Text to read:
···

# using my laptop as a tv to play xbox



## martin9

hey
i am looking to use my laptop essentially as a television to play my xbox through. 

but i have no idea how i can do this.

does anyone have any advice?

many thanks


----------



## kalisun

Hmmm...you'll need some type of "In" video port on your laptop...

Unless your laptop has either a "video in" or S-Video connection, it might not be possible...


----------



## martin9

hmm
i have a port on the back of the laptop which has 7 holes (plus a small rectangular hole) and next to the port is a 'diagram' which is simple a small square with S in and an arrow :/

maybe this is useful?


----------



## mrbreeeeze00

Is there not a way to hook a digital video recorder to a PC or laptop, RCA to usb or something? If so could you not do the same with the xbox? My question is, what software would you use to display it? Could a media player be able to play it?


----------



## martin9

i don't know, i just want to use my laptop screen as a tv screen so i can play xbox without being at the TV :/

incidently, that port looks like this:


----------



## kalisun

mrbreeeeeze00:
It's not just the cable or software that needs to be able to connect to the computer, but there also needs to be a "device" inside the system that can "recieve and convert" images either analog or digital. Unless you have a "Multimedia" style laptop that does incomming and outgoing video its pretty hard to do what martin9 wants. 

martin9:
that is a S-Video connector, but it looks like its an "out" only, so it's only going from computer to tv. You'll also need another connection that can take it from the Xbox to the computer. 

Most laptops are set more for "projecting" out only, I don't know of a laptop that can be used for console games (then again people have modded just about any and everything, so who knows), needing the proper input connectors and ability to take the video from the console and display it on the laptop screen in realtime or streaming. Desktops can do it with a "video capture" type cards and even then, not sure how well the image would be for console gaming.


----------



## martin9

i think i have it sussed

i'm buying this:
http://www.hauppauge.com/pages/products/data_usb.html

i plug my three leads (audio l/r and s-video) into that unit, and then plus the line-in into my laptop port and the usb cable into my laptop. then set the software to the right channel and it should work. thus meaning i don't need to use the s-video port on my laptop.

···

Stored data:
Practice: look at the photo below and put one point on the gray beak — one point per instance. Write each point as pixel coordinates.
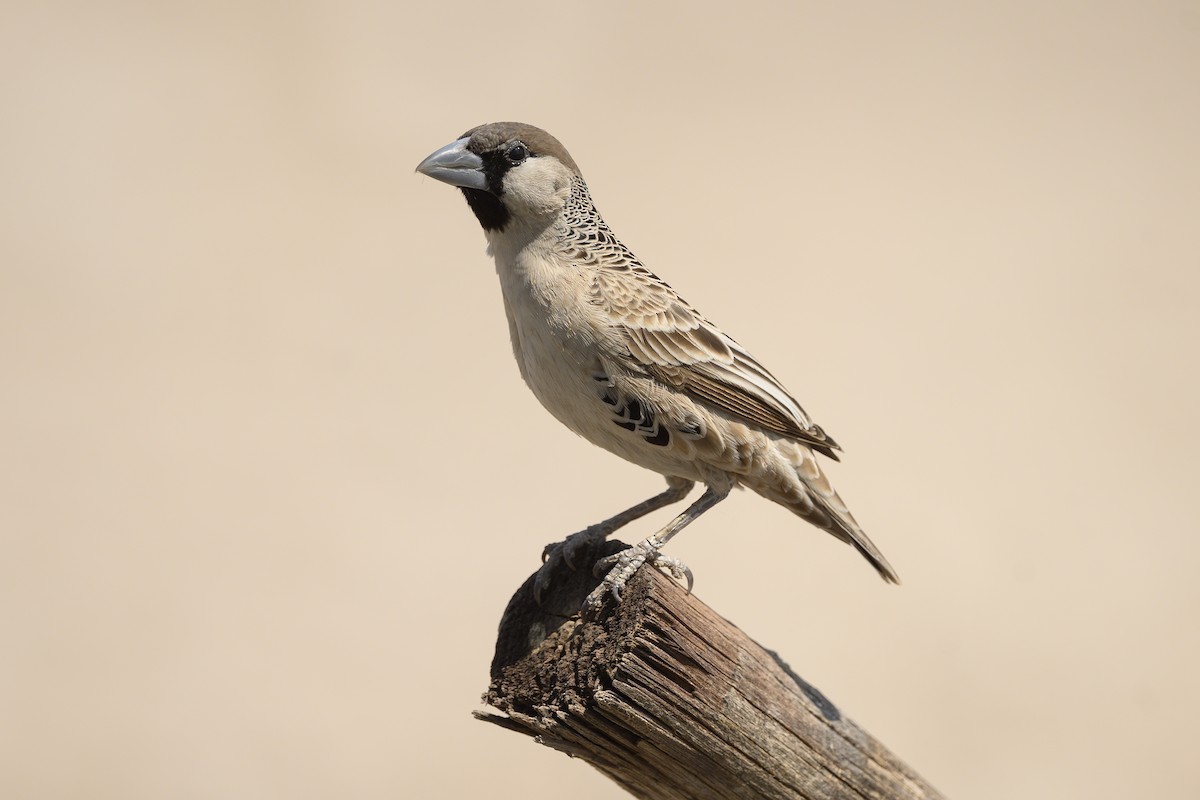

···

Exercise description:
Answer these about the laptop-and-Xbox thread:
1. According to kalisun, what kind of connector is the port on martin9's laptop, and which way does it send video?
2. What type of card does kalisun say desktops can use for this?
3. Which leads does martin9 plan to plug into the unit he is buying?

Solved exercise:
1. It is an S-Video connector that looks like "out" only, so video goes from the computer to the TV.
2. A "video capture" type card.
3. The audio left/right leads and the S-Video lead.